(Pointing dataset excerpts)
· · ·

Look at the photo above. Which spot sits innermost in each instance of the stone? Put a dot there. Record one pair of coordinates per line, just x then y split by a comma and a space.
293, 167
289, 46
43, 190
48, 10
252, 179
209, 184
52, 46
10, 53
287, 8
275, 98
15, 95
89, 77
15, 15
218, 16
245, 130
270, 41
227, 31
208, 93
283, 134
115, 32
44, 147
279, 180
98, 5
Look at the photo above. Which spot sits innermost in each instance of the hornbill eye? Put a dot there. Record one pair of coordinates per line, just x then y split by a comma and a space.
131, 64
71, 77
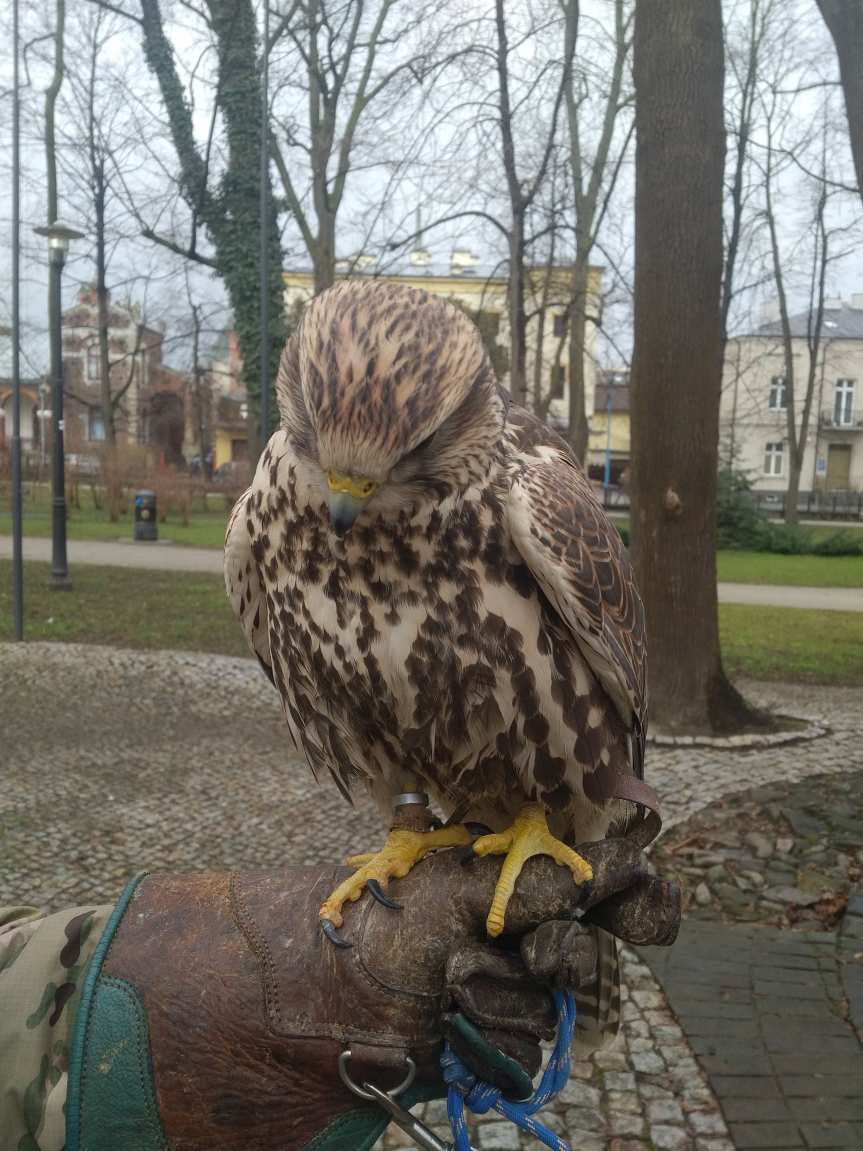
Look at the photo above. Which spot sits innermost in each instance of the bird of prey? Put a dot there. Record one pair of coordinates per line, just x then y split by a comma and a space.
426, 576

· · ·

■ Problem description ■
Reproduce every line of the material precisely, omitting its pictures.

■ Task solution ■
Look at the photo above. Which spot sits innermost in each instance of the stone? Put a dot there. Record one pair of coordinates per line, just x then y split by a comma and a space.
293, 167
289, 46
43, 190
48, 10
252, 179
209, 184
52, 46
10, 53
287, 8
275, 98
15, 95
89, 77
15, 15
218, 16
245, 130
270, 41
227, 31
208, 93
283, 134
115, 32
44, 147
279, 180
98, 5
Look at the photo above. Which spot sits innermost in each instance of the hornbill eye? Put a dot there. Record one pair of coordinates per line, just x then y split by a comma and a space.
131, 64
71, 77
Look at the photo above. Which spot sits innermost in each instance of the bird of prey? Put a dot there. Record one pair of coordinates per line, just x then y split by a comma and a space.
426, 576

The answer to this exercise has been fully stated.